== Input ==
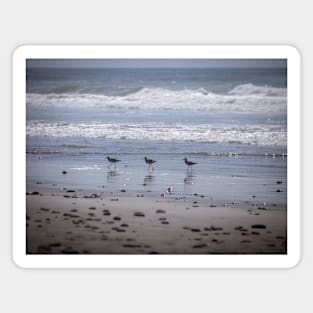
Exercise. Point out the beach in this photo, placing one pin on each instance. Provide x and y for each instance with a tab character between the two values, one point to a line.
230	122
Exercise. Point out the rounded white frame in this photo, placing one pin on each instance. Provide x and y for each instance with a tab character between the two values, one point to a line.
24	260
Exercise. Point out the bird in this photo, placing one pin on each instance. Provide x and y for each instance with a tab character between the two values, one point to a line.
113	161
189	163
149	162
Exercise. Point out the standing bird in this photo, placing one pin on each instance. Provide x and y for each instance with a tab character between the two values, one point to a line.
113	161
189	163
149	162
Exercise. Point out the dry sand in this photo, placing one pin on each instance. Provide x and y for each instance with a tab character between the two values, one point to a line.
122	223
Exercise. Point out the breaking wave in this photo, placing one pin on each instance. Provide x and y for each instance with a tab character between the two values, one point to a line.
===
> **Work instruction**: Restate the full listing word for word, excluding images.

> **Answer box**:
Exercise. Point out the beach in this photo, placing one pin on each instance. Provide x and y for each instance with a tab character between the two values, one point to a line.
230	122
Exercise. Point out the rounded white frame in this photo, placing one pin on each instance. Provide x and y for each instance with a tab character between the two values, one point to a line.
24	260
Exercise. Point out the bird in this photo, placing one pin on each instance. Provide x and y for each instance with a tab character between the two values, one point to a line.
113	161
189	163
149	162
Exercise. Point out the standing bird in this photo, placing one pin on each instance. Provide x and y for each instance with a tab character between the two values, one point to a line.
113	161
189	163
149	162
Exercise. Point out the dry sand in this photo, placing one pin on each instance. Provide x and y for each instance with a tab character between the two values, one point to a line.
122	223
Exercise. Point out the breaking wave in this photo, placing one pin on each instance. Provide x and y for each instance with a tab character between the two values, one point to a line.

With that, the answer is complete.